DATASET RECORDS:

== Segment start ==

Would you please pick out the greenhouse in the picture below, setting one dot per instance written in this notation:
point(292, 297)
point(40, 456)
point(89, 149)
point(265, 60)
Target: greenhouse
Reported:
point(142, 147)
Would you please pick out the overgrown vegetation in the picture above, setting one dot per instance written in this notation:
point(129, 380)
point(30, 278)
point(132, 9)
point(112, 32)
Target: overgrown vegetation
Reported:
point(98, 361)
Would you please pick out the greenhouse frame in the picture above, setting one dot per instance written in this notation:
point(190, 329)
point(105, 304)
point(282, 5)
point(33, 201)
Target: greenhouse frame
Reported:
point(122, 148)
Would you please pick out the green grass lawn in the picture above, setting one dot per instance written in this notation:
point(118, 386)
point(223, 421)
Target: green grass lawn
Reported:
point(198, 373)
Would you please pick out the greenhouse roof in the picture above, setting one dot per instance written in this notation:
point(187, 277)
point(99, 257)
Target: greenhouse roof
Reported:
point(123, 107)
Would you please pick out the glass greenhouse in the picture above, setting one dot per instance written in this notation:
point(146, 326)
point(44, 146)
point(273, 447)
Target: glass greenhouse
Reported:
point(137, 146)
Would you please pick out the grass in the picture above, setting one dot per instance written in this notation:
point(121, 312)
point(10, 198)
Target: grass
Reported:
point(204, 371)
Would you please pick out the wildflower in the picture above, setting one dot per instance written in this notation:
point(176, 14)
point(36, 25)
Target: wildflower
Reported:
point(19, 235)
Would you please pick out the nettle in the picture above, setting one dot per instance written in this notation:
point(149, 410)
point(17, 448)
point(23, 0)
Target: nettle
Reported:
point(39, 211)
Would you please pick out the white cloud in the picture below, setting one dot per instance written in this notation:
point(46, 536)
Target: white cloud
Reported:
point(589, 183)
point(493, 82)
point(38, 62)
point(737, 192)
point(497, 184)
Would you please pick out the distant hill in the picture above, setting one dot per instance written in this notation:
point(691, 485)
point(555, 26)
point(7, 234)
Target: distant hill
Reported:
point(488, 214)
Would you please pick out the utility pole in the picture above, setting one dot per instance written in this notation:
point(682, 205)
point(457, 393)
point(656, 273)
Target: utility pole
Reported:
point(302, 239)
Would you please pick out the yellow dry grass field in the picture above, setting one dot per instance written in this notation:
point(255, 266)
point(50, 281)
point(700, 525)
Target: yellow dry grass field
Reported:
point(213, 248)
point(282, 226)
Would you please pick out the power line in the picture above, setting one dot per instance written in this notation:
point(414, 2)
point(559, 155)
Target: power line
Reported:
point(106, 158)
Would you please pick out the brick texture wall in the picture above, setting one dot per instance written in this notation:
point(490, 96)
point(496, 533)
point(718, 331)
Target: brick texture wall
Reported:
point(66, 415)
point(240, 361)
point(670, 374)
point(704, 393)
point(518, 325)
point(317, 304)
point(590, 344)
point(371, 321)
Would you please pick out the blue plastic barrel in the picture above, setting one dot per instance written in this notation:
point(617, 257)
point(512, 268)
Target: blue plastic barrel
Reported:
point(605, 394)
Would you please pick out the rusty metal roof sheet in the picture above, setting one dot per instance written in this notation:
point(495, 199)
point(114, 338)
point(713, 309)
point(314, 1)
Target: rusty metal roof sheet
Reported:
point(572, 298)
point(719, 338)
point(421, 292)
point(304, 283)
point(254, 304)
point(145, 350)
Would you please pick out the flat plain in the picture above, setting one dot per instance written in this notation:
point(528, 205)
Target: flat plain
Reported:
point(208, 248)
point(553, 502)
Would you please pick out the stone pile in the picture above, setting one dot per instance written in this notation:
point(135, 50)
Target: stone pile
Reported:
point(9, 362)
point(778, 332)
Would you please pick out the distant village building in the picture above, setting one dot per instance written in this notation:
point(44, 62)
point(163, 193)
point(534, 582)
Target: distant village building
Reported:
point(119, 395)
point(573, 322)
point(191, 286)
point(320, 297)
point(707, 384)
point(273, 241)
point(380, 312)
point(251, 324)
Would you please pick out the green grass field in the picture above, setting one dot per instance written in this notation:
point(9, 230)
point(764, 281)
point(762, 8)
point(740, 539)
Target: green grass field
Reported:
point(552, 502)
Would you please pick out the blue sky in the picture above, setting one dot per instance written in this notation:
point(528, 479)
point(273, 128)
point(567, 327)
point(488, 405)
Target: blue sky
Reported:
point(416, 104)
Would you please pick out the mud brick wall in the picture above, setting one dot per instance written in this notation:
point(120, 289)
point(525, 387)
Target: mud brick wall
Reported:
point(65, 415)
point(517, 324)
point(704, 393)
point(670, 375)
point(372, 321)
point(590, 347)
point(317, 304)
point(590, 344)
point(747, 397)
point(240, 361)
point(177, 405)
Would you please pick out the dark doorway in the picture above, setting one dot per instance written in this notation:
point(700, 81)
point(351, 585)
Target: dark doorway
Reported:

== Segment end ==

WORK ITEM: For this exercise, restate each of the entries without any deviation.

ANSWER SPACE:
Would you please pick out the greenhouse in the picture below, setting one dot per instance written in this notation:
point(292, 297)
point(40, 456)
point(89, 149)
point(265, 60)
Target: greenhouse
Reported:
point(142, 147)
Would you please pick out the overgrown vegetation in the picture above, setting one dot per instance written in this notation:
point(129, 380)
point(30, 278)
point(132, 9)
point(112, 32)
Target: overgrown vegetation
Reported:
point(98, 361)
Would you please pick out the greenhouse frame in the picture above, setting one dot per instance written in this notation:
point(190, 329)
point(105, 304)
point(282, 5)
point(33, 201)
Target: greenhouse frame
Reported:
point(122, 148)
Would you please pick out the green grass lawn in the picture above, setting one dot per instance written in this notation:
point(118, 386)
point(223, 421)
Target: green grass lawn
Reported:
point(198, 373)
Would you please pick out the greenhouse roof in the picture above, setting one dot per instance written in this notation:
point(187, 277)
point(99, 257)
Target: greenhouse roof
Reported:
point(123, 107)
Would you please pick out the glass greenhouse in the picture above, setting one dot per instance written in this notation:
point(146, 326)
point(44, 146)
point(273, 447)
Target: glass greenhouse
Reported:
point(137, 146)
Would you please pick out the grass in the picture above, setting one dot per instance written in this notation:
point(121, 312)
point(10, 198)
Target: grass
Reported:
point(204, 371)
Would you please pick out the wildflower in the picture above, setting one dot per instance written in this notation:
point(176, 14)
point(36, 25)
Target: wildflower
Reported:
point(19, 235)
Would you please pick out the nettle in the picture above, setting one dot per instance written in this notation:
point(149, 410)
point(17, 448)
point(23, 0)
Target: nettle
Reported:
point(39, 211)
Would you please pick out the white cloud in the picture below, setting one dot per instance written in this notation:
point(46, 536)
Target: white cloud
Reported:
point(589, 183)
point(493, 82)
point(38, 62)
point(737, 192)
point(497, 184)
Would you please pick out the distant hill in the picture above, setting one dot per instance written in this notation:
point(691, 485)
point(555, 26)
point(7, 234)
Target: distant hill
Reported:
point(488, 214)
Would you please pick out the utility pole in the picture above, setting one dot per instance written in this notation:
point(682, 205)
point(457, 393)
point(656, 273)
Target: utility pole
Reported:
point(302, 239)
Would you please pick out the yellow dry grass field in the picture above, setting one dot per instance written in this notation:
point(255, 266)
point(50, 281)
point(700, 525)
Target: yellow dry grass field
Reported:
point(213, 248)
point(282, 226)
Would you please pick out the power line in the picture above, setting one dot per instance written in this notation:
point(414, 2)
point(559, 155)
Target: power line
Reported:
point(106, 158)
Would you please pick out the brick texture wall in the picture above, setting one dot per instance written in this notation:
point(490, 96)
point(496, 533)
point(718, 331)
Target: brick texture wall
Reported:
point(66, 415)
point(240, 361)
point(670, 374)
point(704, 393)
point(518, 325)
point(317, 304)
point(590, 344)
point(371, 321)
Would you please pick out the blue plastic barrel in the picture above, setting one dot per instance written in this notation:
point(617, 257)
point(512, 268)
Target: blue plastic barrel
Reported:
point(605, 394)
Would you please pick out the rusty metal roof sheet in the picture above, setting one dot per instance written in this notation:
point(495, 199)
point(114, 338)
point(713, 309)
point(314, 1)
Target: rusty metal roof sheet
Reported:
point(572, 298)
point(719, 338)
point(421, 292)
point(304, 283)
point(254, 304)
point(145, 350)
Would you please pick out the flat plain in the picture above, setting one dot per instance written in this notation:
point(528, 205)
Target: flat plain
Reported:
point(208, 248)
point(553, 502)
Would you please pick out the stone pile in the picture above, setting one dot per instance written in this notation:
point(135, 50)
Target: stone pile
Reported:
point(9, 362)
point(778, 332)
Would you please pick out the distant village building in the picture above, setting one dot per instance written in this notation:
point(44, 62)
point(163, 193)
point(534, 582)
Target: distant village building
Reported:
point(119, 395)
point(573, 322)
point(191, 286)
point(320, 297)
point(707, 384)
point(273, 241)
point(380, 312)
point(251, 324)
Would you please pick out the green grass field in the picture above, setting one dot per instance written in this notation:
point(9, 230)
point(764, 281)
point(762, 8)
point(740, 539)
Target: green grass field
Reported:
point(552, 502)
Would you please pick out the blue sky in the picture above, setting one dot per instance written in this notation:
point(528, 479)
point(273, 128)
point(567, 327)
point(488, 405)
Target: blue sky
Reported:
point(416, 104)
Would you please pick out the mud brick wall in the picture above, setting one dot per instance written in this notation:
point(120, 289)
point(525, 387)
Target: mud brick wall
Reported:
point(65, 415)
point(517, 324)
point(704, 393)
point(670, 375)
point(372, 321)
point(590, 347)
point(317, 304)
point(590, 344)
point(747, 397)
point(240, 361)
point(177, 405)
Would you please pick out the dark doorway in the picture above, setting one dot per instance written in this notation:
point(700, 81)
point(351, 585)
Target: dark doorway
Reported:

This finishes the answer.